> **Directions**: Extract all of the entries and give them again, word for word.

== Data listing

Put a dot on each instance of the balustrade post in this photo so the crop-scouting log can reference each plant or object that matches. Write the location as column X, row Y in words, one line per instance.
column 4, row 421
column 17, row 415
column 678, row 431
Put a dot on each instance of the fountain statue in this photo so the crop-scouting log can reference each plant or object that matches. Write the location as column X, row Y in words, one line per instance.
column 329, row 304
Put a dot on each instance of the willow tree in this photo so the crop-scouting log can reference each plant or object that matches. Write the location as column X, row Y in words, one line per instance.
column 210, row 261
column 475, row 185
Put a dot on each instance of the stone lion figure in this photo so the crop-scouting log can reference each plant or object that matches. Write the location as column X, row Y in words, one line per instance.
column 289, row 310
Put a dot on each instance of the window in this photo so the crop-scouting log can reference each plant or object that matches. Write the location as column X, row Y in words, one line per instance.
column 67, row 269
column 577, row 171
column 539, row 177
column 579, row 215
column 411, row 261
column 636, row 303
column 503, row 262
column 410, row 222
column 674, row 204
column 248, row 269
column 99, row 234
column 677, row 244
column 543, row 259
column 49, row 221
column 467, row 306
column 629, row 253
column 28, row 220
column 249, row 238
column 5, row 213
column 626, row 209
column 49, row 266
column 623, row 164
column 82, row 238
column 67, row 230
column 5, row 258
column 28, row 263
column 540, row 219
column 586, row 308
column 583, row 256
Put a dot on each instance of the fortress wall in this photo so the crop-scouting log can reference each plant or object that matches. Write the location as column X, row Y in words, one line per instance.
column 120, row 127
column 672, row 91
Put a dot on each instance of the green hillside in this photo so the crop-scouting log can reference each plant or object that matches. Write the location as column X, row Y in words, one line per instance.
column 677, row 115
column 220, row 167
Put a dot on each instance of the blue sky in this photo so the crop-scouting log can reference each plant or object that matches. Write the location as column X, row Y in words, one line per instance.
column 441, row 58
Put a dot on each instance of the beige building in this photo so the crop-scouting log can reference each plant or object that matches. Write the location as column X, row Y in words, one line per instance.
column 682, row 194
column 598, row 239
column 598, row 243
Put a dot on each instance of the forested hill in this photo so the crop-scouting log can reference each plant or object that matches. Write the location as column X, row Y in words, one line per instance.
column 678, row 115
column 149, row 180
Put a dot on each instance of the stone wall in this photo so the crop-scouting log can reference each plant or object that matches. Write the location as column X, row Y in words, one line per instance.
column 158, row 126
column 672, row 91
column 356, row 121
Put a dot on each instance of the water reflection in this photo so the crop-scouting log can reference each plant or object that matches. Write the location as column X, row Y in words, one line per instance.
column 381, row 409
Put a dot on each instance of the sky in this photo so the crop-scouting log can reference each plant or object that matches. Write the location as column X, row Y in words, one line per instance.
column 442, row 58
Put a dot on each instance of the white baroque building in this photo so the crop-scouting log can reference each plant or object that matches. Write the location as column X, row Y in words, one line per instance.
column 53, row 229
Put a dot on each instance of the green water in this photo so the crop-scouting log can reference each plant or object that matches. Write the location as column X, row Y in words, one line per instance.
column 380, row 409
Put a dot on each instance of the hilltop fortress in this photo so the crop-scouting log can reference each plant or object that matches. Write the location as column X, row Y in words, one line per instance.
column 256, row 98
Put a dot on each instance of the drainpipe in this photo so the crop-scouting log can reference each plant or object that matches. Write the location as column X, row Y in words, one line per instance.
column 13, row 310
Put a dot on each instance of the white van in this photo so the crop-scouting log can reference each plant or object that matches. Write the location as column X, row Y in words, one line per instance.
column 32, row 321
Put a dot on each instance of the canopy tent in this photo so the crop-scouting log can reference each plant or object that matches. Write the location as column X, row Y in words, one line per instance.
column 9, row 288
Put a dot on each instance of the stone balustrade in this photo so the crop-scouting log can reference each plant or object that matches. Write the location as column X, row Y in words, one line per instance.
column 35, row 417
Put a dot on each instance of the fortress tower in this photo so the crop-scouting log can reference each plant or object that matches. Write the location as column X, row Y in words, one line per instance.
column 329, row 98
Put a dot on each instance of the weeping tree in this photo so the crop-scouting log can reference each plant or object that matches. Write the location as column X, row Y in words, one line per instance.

====

> **Answer to this task**:
Put a dot on each instance of the balustrade post in this photo so the crop-scouting log can reference each plant or object that matches. Write the location as column X, row Y in words, one line per instance.
column 4, row 421
column 17, row 415
column 678, row 431
Put a dot on each instance of the fountain statue in this photo so the crop-scouting log can reference each plant or object that matches. Write the location as column X, row Y in words, one line per instance.
column 329, row 304
Put a dot on each instance of the willow tree in this photo so the crop-scouting log can reference each plant or object that matches. Write the location as column X, row Y in words, one line per instance.
column 210, row 261
column 475, row 185
Put a dot on each instance of the stone lion figure in this photo so the crop-scouting log can reference each plant or object that matches. Write the location as column X, row Y in words, one line per instance.
column 289, row 310
Put a dot on each instance of the window in this photo so the crop-scouting log can reference each plant or object that matches. Write the location as column X, row Y in words, one line per instance.
column 67, row 269
column 577, row 171
column 539, row 177
column 579, row 215
column 411, row 261
column 636, row 303
column 503, row 262
column 410, row 222
column 674, row 204
column 248, row 269
column 99, row 234
column 677, row 244
column 543, row 259
column 49, row 221
column 467, row 306
column 629, row 253
column 28, row 220
column 249, row 238
column 5, row 213
column 626, row 209
column 49, row 266
column 623, row 164
column 82, row 238
column 67, row 230
column 5, row 258
column 28, row 263
column 540, row 219
column 586, row 308
column 583, row 256
Put a dot on each instance of the fortress wall in this photo so the crop-scouting log can reference each plant or object that matches. Write the location as column X, row Y in words, one line per instance.
column 120, row 127
column 672, row 91
Put a dot on each instance of the green hillside in this photo so the crop-scouting log can reference each plant or object that matches. Write the location as column X, row Y in words, one line per instance.
column 677, row 115
column 220, row 167
Put a dot on each instance of the blue sky in this photo so the crop-scouting log can reference each plant or object that matches. Write the location as column X, row Y in words, one line per instance.
column 441, row 58
Put a dot on each instance of the beige building in this photo so the crop-scouting log can reference each plant or object that matches. Write the location as column X, row Y in words, one line per instance.
column 682, row 194
column 598, row 239
column 598, row 243
Put a dot on each instance of the forested hill in this photo so the crop-scouting log can reference each plant or object that matches. Write the location as column X, row Y in words, one line per instance.
column 678, row 115
column 149, row 180
Put a dot on each instance of the stone wall in this photo so the crop-scouting log can reference each plant or object that matches. Write the location as column X, row Y in words, one line per instance.
column 158, row 126
column 672, row 91
column 356, row 121
Put a dot on each instance of the water reflection in this photo so the crop-scouting log can reference each plant or object that matches. Write the location as column X, row Y in words, one line per instance.
column 381, row 409
Put a dot on each instance of the sky in this photo so the crop-scouting log can reference each plant or object that matches. Write the location as column X, row Y in words, one line per instance.
column 442, row 58
Put a dot on each instance of the white baroque building in this photo so the crop-scouting log can reference each plant or object that matches. Write the location as column X, row Y in words, one line per instance.
column 53, row 229
Put a dot on each instance of the green water in this photo so the crop-scouting log can reference each plant or object that matches. Write the location as column X, row Y in words, one line per instance.
column 380, row 409
Put a dot on each instance of the hilltop fortress in this photo so the crop-scouting log can reference each plant or object that matches. Write the location as column X, row Y in words, one line per instance.
column 256, row 98
Put a dot on each instance of the drainpipe in this photo so the crop-scouting log can reference each plant or object that matches. Write the location as column X, row Y in words, one line per instance.
column 13, row 310
Put a dot on each instance of the white van in this photo so the crop-scouting log can reference each plant or object that matches. Write the location as column X, row Y in words, one line per instance.
column 32, row 321
Put a dot on each instance of the canopy tent in this photo so the crop-scouting log can reference each plant or object that matches. Write the location as column X, row Y in words, one line per instance.
column 9, row 288
Put a dot on each instance of the stone balustrade in this photo so the crop-scouting log can reference each plant or object that matches. Write the location as column X, row Y in words, one line per instance.
column 35, row 417
Put a dot on each instance of the fortress tower in this photo so the crop-scouting log can reference each plant or object that matches. Write the location as column X, row Y in words, one line per instance.
column 329, row 98
Put a dot on each instance of the weeping tree in this photo so the crop-scouting log can reference each plant or object that matches. Write the location as column X, row Y in words, one line per instance.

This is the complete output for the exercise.